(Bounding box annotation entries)
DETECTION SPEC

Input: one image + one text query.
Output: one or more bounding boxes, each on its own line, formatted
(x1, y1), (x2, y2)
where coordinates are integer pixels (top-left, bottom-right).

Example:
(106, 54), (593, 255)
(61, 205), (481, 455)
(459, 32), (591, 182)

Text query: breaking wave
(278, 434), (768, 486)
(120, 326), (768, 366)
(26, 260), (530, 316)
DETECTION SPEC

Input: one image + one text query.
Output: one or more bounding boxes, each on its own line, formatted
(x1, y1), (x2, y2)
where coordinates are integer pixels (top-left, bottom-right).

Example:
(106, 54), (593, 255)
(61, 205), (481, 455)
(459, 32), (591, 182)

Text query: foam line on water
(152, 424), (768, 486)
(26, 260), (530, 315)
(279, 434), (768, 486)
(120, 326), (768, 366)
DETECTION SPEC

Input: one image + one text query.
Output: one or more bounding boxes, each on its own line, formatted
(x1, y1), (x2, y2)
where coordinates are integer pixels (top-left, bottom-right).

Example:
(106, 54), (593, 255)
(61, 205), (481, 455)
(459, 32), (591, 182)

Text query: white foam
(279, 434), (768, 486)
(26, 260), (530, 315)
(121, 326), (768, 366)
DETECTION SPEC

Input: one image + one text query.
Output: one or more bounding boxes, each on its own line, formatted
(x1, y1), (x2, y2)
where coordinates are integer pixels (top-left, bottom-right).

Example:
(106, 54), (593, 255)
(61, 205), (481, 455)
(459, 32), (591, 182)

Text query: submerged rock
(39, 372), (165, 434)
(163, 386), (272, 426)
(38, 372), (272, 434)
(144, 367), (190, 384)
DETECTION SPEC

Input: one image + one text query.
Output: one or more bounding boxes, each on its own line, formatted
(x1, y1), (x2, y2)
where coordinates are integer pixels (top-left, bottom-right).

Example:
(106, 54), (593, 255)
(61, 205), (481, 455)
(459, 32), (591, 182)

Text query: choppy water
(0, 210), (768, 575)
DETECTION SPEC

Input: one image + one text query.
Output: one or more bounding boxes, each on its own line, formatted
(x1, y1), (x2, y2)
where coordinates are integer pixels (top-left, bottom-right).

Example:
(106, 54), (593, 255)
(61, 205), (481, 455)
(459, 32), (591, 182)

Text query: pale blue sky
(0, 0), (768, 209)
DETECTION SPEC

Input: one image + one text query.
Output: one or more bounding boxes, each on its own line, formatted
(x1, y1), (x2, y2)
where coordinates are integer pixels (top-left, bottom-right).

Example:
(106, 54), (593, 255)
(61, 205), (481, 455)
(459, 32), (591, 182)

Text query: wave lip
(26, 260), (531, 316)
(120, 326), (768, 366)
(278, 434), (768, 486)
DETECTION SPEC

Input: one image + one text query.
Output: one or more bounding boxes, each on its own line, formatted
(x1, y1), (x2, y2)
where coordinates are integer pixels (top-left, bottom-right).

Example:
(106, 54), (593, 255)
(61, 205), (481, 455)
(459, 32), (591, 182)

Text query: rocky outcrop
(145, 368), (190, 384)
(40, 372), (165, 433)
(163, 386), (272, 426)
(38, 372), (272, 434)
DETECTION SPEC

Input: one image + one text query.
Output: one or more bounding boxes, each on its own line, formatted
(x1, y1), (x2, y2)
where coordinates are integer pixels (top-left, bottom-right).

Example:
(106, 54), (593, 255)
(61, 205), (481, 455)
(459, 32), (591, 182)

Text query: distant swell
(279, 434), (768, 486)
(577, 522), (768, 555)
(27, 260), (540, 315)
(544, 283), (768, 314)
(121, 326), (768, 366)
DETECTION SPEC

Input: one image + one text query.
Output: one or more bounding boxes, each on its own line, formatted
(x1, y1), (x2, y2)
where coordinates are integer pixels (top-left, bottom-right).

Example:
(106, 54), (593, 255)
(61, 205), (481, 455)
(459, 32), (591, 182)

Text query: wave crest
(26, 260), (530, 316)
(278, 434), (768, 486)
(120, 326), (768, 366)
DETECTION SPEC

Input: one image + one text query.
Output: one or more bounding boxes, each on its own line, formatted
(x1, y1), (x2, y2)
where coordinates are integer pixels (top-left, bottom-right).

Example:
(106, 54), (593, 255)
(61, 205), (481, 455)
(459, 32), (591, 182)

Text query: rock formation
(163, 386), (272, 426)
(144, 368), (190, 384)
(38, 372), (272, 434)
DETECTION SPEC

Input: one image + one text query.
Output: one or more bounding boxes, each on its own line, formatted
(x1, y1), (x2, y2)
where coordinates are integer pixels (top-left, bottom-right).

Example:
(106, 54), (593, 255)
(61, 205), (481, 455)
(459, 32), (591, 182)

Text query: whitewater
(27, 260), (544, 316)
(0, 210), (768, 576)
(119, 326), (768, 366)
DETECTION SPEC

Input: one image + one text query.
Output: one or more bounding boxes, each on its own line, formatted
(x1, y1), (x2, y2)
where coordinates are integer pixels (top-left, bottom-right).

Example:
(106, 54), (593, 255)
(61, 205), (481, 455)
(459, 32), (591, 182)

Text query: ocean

## What you are asked to do:
Return every line of the material above unchanged and in its original order.

## Solved problem:
DETECTION SPEC

Input: one image + one text query.
Output: one or more bounding boxes, each on its own line, formatted
(x1, y1), (x2, y2)
where coordinates are integer pixels (top-left, bottom-right).

Example:
(106, 54), (593, 255)
(61, 205), (481, 455)
(459, 32), (591, 182)

Text query: breaking wave
(278, 434), (768, 486)
(120, 326), (768, 366)
(26, 260), (530, 316)
DETECTION SPEC

Input: one image + one text query.
Output: one or more bounding boxes, each on its own line, formatted
(x1, y1), (x2, y2)
where coordinates are integer pixels (top-left, bottom-right).

Example:
(106, 54), (593, 255)
(61, 205), (481, 455)
(459, 32), (591, 182)

Text query: foam line on water
(152, 424), (768, 486)
(26, 260), (530, 315)
(279, 434), (768, 486)
(120, 326), (768, 366)
DETECTION SPEC

Input: one image + one text query.
Output: one or more bounding boxes, each on its own line, formatted
(x1, y1), (x2, y2)
where coordinates are integer pixels (top-left, bottom-right).

Example:
(106, 54), (593, 255)
(61, 205), (481, 455)
(459, 32), (591, 182)

Text query: white foam
(279, 434), (768, 486)
(26, 260), (530, 315)
(121, 326), (768, 366)
DETECTION SPEC

Input: one image + one text query.
Output: one or more bounding boxes, each on its own line, formatted
(x1, y1), (x2, y2)
where coordinates are integer pixels (top-left, bottom-right).

Example:
(106, 54), (593, 255)
(61, 205), (481, 455)
(459, 32), (591, 182)

Text query: submerged rock
(39, 372), (165, 434)
(163, 386), (272, 426)
(38, 372), (272, 434)
(144, 367), (190, 384)
DETECTION SPEC

Input: one image + one text query.
Output: one or more bounding boxes, each on its own line, formatted
(x1, y1), (x2, y2)
where coordinates are integer pixels (top-left, bottom-right).

Example:
(106, 54), (593, 255)
(61, 205), (481, 455)
(459, 32), (591, 182)

Text query: choppy water
(0, 210), (768, 575)
DETECTION SPEC

Input: one image + one text query.
Output: one or more bounding boxes, each on its own line, formatted
(x1, y1), (x2, y2)
where coordinates are integer pixels (top-left, bottom-right).

Example:
(106, 54), (593, 255)
(61, 205), (481, 455)
(459, 32), (591, 182)

Text query: pale blue sky
(0, 0), (768, 209)
DETECTION SPEC

Input: one image + one text query.
Output: one or more bounding boxes, each on its own line, formatted
(x1, y1), (x2, y2)
where coordinates are integer pixels (top-left, bottom-right).

Example:
(106, 54), (593, 255)
(61, 205), (481, 455)
(459, 32), (591, 182)

Text query: wave lip
(26, 260), (531, 316)
(120, 326), (768, 366)
(278, 434), (768, 486)
DETECTION SPEC

Input: one image + one text query.
Output: one or more bounding boxes, each on its own line, formatted
(x1, y1), (x2, y2)
where coordinates are integer pixels (top-left, bottom-right).

Example:
(106, 54), (593, 255)
(61, 205), (481, 455)
(459, 32), (591, 182)

Text query: rocky outcrop
(145, 368), (190, 384)
(40, 372), (165, 433)
(163, 386), (272, 426)
(38, 372), (272, 434)
DETECTION SPEC

Input: one image + one text query.
Output: one or more bounding boxes, each on its own line, formatted
(x1, y1), (x2, y2)
where coordinates are integer pixels (top-left, bottom-right).

Example:
(106, 54), (593, 255)
(61, 205), (481, 455)
(459, 32), (591, 182)

Text query: distant swell
(279, 434), (768, 486)
(577, 522), (768, 555)
(27, 260), (540, 315)
(544, 283), (768, 314)
(121, 326), (768, 366)
DETECTION SPEC

Input: one image + one text query.
Output: one or more bounding boxes, each on its own line, formatted
(x1, y1), (x2, y2)
where coordinates are integer pixels (top-left, bottom-right).

Example:
(106, 54), (593, 255)
(61, 205), (481, 455)
(459, 32), (591, 182)

Text query: wave crest
(26, 260), (530, 316)
(278, 434), (768, 486)
(120, 326), (768, 366)
DETECTION SPEC

Input: one image + one text query.
Output: one or more bounding boxes, each on its own line, formatted
(x1, y1), (x2, y2)
where coordinates are integer pixels (top-left, bottom-right).

Example:
(106, 54), (593, 255)
(61, 205), (481, 455)
(459, 32), (591, 182)

Text query: rock formation
(163, 386), (272, 426)
(144, 368), (190, 384)
(38, 372), (272, 434)
DETECTION SPEC

Input: one image + one text query.
Output: one or more bounding boxes, each on its own line, formatted
(x1, y1), (x2, y2)
where coordinates are integer pixels (top-left, bottom-right).

Example:
(106, 54), (593, 255)
(61, 205), (481, 455)
(459, 32), (591, 182)

Text query: whitewater
(27, 260), (544, 316)
(0, 210), (768, 576)
(119, 326), (768, 366)
DETECTION SPEC

Input: one image + one text query.
Output: one or more bounding boxes, each on its own line, formatted
(x1, y1), (x2, y2)
where coordinates are integer pixels (top-left, bottom-right).

Example:
(106, 54), (593, 255)
(61, 205), (481, 455)
(459, 32), (591, 182)

Text query: ocean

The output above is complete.